[Begin]

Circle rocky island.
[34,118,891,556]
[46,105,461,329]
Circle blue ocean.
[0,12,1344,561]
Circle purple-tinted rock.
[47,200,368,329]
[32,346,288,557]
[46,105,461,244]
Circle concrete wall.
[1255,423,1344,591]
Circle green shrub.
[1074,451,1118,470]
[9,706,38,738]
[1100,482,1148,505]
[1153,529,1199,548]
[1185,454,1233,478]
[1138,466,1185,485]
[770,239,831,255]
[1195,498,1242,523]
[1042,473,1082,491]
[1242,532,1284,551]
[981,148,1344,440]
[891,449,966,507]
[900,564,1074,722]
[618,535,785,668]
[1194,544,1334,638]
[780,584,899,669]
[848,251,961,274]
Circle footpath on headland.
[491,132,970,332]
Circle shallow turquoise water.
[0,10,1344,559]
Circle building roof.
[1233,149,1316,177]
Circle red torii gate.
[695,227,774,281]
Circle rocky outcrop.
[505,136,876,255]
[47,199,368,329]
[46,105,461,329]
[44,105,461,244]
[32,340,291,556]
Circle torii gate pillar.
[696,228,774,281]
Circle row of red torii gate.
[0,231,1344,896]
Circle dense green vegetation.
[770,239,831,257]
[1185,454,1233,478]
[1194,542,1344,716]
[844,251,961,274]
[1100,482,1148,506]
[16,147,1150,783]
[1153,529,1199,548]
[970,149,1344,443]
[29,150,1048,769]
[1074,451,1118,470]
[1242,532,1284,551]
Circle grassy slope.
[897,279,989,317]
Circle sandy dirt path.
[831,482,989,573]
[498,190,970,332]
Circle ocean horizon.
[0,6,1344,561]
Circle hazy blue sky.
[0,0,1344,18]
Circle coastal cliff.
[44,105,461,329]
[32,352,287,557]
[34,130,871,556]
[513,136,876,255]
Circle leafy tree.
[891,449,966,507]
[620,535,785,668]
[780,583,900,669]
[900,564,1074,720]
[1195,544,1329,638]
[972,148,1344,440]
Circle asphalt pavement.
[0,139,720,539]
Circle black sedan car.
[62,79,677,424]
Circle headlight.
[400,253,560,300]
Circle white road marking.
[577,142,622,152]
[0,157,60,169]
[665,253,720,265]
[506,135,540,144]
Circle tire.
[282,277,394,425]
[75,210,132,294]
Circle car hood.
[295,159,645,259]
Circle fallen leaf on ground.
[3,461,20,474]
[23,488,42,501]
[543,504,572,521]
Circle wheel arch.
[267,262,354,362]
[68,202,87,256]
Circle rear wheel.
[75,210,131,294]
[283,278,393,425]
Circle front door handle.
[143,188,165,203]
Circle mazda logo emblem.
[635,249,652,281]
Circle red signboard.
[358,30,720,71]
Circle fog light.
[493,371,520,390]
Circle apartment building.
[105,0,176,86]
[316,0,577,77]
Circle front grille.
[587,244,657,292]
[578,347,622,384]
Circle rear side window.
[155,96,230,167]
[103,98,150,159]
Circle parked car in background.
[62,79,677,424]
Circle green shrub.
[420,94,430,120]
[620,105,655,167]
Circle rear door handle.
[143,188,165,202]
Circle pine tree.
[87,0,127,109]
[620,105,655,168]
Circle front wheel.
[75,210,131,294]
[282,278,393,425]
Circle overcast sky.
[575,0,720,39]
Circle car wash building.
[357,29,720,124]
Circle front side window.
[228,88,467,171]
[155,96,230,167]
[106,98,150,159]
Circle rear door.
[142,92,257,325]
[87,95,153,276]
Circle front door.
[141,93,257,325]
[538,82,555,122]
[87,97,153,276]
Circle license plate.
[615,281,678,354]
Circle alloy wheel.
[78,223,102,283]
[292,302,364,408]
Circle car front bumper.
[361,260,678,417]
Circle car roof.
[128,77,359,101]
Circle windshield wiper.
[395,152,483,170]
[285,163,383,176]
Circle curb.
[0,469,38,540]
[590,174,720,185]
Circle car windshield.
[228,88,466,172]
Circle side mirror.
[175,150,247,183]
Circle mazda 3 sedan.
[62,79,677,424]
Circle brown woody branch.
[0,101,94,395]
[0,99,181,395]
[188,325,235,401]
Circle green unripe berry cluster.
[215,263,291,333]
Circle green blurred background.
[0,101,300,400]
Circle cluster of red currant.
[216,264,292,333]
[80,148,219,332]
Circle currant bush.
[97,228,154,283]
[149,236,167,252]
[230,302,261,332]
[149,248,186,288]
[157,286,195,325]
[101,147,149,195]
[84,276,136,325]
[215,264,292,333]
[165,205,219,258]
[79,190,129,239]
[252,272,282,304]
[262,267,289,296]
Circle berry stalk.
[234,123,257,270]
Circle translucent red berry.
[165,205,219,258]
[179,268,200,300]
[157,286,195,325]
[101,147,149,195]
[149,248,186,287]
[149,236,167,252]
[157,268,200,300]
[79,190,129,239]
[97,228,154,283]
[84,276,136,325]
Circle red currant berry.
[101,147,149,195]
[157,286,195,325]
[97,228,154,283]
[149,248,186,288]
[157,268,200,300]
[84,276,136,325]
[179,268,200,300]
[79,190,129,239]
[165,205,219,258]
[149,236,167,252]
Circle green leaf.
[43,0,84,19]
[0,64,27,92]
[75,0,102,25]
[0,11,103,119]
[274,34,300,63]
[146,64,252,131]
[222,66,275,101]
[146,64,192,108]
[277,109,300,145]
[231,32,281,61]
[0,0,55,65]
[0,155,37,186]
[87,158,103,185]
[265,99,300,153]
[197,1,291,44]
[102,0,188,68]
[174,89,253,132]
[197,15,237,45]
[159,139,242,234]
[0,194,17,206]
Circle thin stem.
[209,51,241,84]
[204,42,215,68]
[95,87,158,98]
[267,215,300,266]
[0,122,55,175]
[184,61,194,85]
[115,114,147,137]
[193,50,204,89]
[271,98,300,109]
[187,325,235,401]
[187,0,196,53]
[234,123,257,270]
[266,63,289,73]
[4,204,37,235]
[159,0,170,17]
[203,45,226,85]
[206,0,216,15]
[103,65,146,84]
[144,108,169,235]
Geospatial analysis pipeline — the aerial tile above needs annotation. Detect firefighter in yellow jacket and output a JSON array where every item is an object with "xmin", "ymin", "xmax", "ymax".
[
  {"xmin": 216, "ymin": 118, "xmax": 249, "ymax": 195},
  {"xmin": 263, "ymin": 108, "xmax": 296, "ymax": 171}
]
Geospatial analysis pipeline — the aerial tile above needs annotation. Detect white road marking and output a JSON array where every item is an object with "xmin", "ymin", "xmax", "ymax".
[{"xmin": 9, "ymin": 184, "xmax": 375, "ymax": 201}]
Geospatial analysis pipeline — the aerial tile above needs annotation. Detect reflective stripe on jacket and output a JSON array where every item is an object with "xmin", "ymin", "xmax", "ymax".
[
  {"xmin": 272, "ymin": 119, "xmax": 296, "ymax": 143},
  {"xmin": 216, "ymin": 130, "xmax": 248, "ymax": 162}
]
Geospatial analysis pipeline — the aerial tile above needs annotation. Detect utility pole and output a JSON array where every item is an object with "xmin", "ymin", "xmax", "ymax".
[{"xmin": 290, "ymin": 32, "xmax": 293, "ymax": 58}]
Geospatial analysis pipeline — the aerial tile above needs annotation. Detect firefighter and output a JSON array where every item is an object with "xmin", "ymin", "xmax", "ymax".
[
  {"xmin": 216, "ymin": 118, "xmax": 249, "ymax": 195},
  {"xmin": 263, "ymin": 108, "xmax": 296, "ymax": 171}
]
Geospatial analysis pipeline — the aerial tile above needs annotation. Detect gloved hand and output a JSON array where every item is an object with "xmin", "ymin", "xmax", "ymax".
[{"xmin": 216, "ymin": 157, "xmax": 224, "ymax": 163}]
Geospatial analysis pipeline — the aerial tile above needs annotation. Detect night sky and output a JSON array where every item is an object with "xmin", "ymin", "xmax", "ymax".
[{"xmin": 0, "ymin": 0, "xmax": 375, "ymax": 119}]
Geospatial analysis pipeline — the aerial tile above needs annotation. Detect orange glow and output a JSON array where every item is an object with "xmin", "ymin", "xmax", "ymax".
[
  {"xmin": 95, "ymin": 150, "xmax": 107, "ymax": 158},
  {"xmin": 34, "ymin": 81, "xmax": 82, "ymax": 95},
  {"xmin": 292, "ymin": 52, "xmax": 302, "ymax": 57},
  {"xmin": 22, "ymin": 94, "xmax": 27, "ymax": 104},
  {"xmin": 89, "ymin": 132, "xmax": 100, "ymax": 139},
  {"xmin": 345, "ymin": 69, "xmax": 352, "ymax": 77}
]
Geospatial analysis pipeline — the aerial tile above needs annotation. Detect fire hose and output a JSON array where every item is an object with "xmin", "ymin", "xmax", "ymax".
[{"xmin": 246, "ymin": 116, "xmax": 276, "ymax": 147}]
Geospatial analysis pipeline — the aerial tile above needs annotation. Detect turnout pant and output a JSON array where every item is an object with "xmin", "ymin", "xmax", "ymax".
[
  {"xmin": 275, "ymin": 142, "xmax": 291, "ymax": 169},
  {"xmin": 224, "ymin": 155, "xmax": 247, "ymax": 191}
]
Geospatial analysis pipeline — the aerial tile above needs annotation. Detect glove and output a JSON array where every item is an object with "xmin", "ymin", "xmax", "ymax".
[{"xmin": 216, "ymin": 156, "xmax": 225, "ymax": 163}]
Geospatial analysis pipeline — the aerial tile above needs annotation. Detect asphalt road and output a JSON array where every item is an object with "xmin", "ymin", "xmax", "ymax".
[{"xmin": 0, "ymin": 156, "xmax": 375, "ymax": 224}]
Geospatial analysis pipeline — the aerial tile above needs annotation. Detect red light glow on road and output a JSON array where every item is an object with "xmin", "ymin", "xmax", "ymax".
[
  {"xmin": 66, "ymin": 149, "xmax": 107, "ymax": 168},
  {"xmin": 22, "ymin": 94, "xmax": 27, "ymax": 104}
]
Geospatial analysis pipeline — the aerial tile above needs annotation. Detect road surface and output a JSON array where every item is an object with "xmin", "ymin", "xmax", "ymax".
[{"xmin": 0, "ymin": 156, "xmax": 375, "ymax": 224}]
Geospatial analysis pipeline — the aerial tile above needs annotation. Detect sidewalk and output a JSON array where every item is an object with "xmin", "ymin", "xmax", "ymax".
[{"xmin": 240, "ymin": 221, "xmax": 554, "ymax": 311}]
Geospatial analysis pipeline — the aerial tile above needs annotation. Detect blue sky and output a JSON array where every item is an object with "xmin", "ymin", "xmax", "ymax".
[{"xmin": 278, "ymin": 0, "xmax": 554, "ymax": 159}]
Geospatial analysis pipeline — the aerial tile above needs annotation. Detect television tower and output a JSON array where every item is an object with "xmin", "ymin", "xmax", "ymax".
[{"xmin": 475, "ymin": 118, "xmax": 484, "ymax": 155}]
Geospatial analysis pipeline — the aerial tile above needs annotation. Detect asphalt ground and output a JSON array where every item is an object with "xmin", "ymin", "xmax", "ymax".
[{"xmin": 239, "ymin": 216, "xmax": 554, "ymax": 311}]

[End]

### PROBLEM DESCRIPTION
Resize the stretch of lines from the one containing "Circle torii gate pillar." through the one containing "[285,163,383,176]", both ends included, and rewrite only these lines with their requests. In each answer, multiply every bounding-box coordinate by 1.85 and round it to a whole number, rounding halves up.

### PROBLEM SOLUTION
Circle torii gate pillar.
[1288,422,1432,520]
Circle row of red torii gate.
[0,427,2486,1658]
Circle dense green vegetation.
[1425,442,1537,475]
[2192,840,2281,884]
[2209,1003,2486,1325]
[1561,464,1778,507]
[2035,892,2124,936]
[30,272,2128,1449]
[2133,979,2218,1014]
[1795,276,2486,820]
[54,278,1939,1423]
[1987,834,2068,870]
[2298,984,2375,1019]
Circle grassy slope.
[1659,516,1830,586]
Circle sandy dirt path.
[1537,892,1830,1060]
[921,352,1795,614]
Circle ocean horizon.
[0,11,2486,1038]
Circle hazy blue sky.
[0,0,2486,33]
Circle coastal cliff.
[81,194,853,609]
[59,651,531,1030]
[63,241,1611,1029]
[949,252,1621,472]
Circle leafy tree.
[1648,831,1787,938]
[1147,990,1452,1236]
[1443,1079,1665,1238]
[1665,1043,1987,1332]
[2211,1006,2459,1180]
[1798,274,2486,814]
Circle asphalt pavement.
[0,257,1332,997]
Circle black sedan car.
[115,146,1252,784]
Circle headlight.
[740,468,1036,555]
Circle white road marking.
[1067,263,1151,281]
[0,290,111,313]
[1230,468,1332,490]
[936,250,999,266]
Circle tire.
[522,512,729,786]
[139,389,244,544]
Circle car hood.
[546,294,1193,479]
Circle fallen leaf on ground.
[6,853,37,877]
[43,903,78,927]
[1005,932,1058,964]
Circle wheel arch.
[494,485,655,670]
[126,374,161,474]
Circle rear wheel.
[139,389,242,544]
[524,514,727,786]
Circle front door handle.
[265,348,305,376]
Circle mazda logo emblem.
[1175,461,1206,520]
Circle red signboard.
[662,56,1332,131]
Circle fog light.
[912,686,962,722]
Circle apartment building.
[194,0,326,159]
[585,0,1067,142]
Circle front grille.
[1086,451,1215,540]
[1069,642,1151,710]
Circle rear side window.
[287,178,426,309]
[191,181,278,294]
Circle parked car in background.
[115,146,1252,784]
Circle green shrub.
[777,174,796,222]
[1147,194,1212,309]
Circle rear door handle.
[265,348,305,374]
Circle pine tree.
[161,0,235,202]
[1147,194,1212,311]
Circle front wheel.
[139,389,242,544]
[522,514,727,786]
Circle overcast sky.
[1064,0,1332,72]
Circle car wash building.
[660,54,1332,229]
Circle front side window.
[422,163,864,316]
[287,178,426,309]
[196,181,278,294]
Circle rear door.
[263,170,475,601]
[161,176,283,511]
Circle front door.
[261,172,475,601]
[995,152,1027,226]
[161,179,283,511]
Circle license plate.
[1138,520,1254,655]
Circle alloy wheel.
[144,413,189,524]
[540,559,673,755]
Circle car front bumper.
[668,481,1254,771]
Circle car roof.
[237,142,664,187]
Circle windshield wiper.
[731,281,894,315]
[527,302,709,326]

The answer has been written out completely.